* [Exercise brief]: Copy down all of the data underneath, exactly as shown.

* [Raw records]:
———

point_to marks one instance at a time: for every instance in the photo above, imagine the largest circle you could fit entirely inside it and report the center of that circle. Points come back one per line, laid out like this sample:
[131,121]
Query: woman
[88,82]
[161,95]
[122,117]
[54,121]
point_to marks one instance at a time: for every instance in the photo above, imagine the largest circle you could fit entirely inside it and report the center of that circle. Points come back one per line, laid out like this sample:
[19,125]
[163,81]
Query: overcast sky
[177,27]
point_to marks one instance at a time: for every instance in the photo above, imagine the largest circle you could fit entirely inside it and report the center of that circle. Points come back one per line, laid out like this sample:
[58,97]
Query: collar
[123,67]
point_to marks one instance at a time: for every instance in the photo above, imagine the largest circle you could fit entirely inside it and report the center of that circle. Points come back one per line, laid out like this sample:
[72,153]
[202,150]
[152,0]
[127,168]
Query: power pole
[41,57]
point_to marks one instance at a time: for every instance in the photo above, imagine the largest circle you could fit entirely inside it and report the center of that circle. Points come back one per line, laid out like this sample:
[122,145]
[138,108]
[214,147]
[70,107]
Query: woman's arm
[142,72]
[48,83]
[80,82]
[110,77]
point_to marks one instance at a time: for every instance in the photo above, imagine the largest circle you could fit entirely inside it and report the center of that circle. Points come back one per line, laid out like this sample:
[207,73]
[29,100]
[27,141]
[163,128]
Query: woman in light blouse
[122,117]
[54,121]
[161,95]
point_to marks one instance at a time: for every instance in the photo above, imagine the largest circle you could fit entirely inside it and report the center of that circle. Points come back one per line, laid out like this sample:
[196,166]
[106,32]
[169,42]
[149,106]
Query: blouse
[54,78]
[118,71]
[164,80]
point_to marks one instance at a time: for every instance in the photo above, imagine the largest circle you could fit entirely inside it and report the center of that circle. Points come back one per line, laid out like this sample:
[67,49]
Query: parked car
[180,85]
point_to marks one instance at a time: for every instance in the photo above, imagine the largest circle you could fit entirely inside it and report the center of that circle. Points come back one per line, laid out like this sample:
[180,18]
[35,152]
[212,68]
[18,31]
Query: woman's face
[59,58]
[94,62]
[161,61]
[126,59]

———

* [Final result]:
point_to marks one instance at a time: for every instance in the photo above, imagine the largest circle you could fit entirely inside it and report the center of that circle. Points come back one per line, laid out like this sample:
[131,121]
Query: woman
[88,82]
[161,95]
[122,117]
[54,121]
point_to marks one instance at a time: for every instance in the photo above, imagine the largest circle you could fit entirely inside it and report the center of that circle. Points come back one per line, laid out like this sample:
[19,125]
[163,81]
Query: overcast sky
[177,27]
point_to marks one instance at a time: for every instance in the photo above, imagine the largest circle you could fit entirely inside it and report the center of that circle. Points come back one per line, laid out like this sample:
[58,97]
Query: collar
[123,67]
point_to marks one instance at a time: for every instance in the photo above, imagine the largest circle you could fit entirely inside it and report the center of that circle. Points come back one per line, laid out like this sample:
[72,153]
[202,150]
[152,0]
[127,168]
Query: power pole
[41,57]
point_to marks one instance at a time: for every instance in the photo above, imagine the largest circle you could fit entirely inside it and report the center of that circle. Points come back one per line, laid out like this sample:
[122,145]
[138,108]
[214,147]
[70,107]
Query: woman's arm
[142,72]
[48,83]
[80,82]
[110,77]
point_to marks one instance at a time: for every instance in the photo above, imagine the largest circle you could fit entirely inside it and report the center of that circle. Points come back one per line, laid out like this sample:
[207,73]
[29,100]
[27,141]
[163,128]
Query: woman in light blouse
[122,117]
[54,121]
[161,95]
point_to marks one instance at a time: for every instance in the photo above, imagine the largest circle you could fit entirely inside it and report the center of that circle. Points come back one per line, laid out like this sample:
[196,166]
[106,32]
[169,42]
[149,106]
Query: blouse
[54,78]
[118,71]
[164,80]
point_to marks one instance at a time: for every instance in the photo above, imagine the largest circle you could fit entirely inside it and report the center of that circle. Points come back one per line, laid out like this sample:
[67,49]
Query: parked car
[180,85]
point_to marks one instance at a time: for every instance in the photo above, imagine the largest circle you could fit entirely inside it and report the center of that circle. Points come back one per line, laid out like this sample:
[180,18]
[35,152]
[212,68]
[18,31]
Query: woman's face
[59,58]
[94,62]
[161,61]
[126,59]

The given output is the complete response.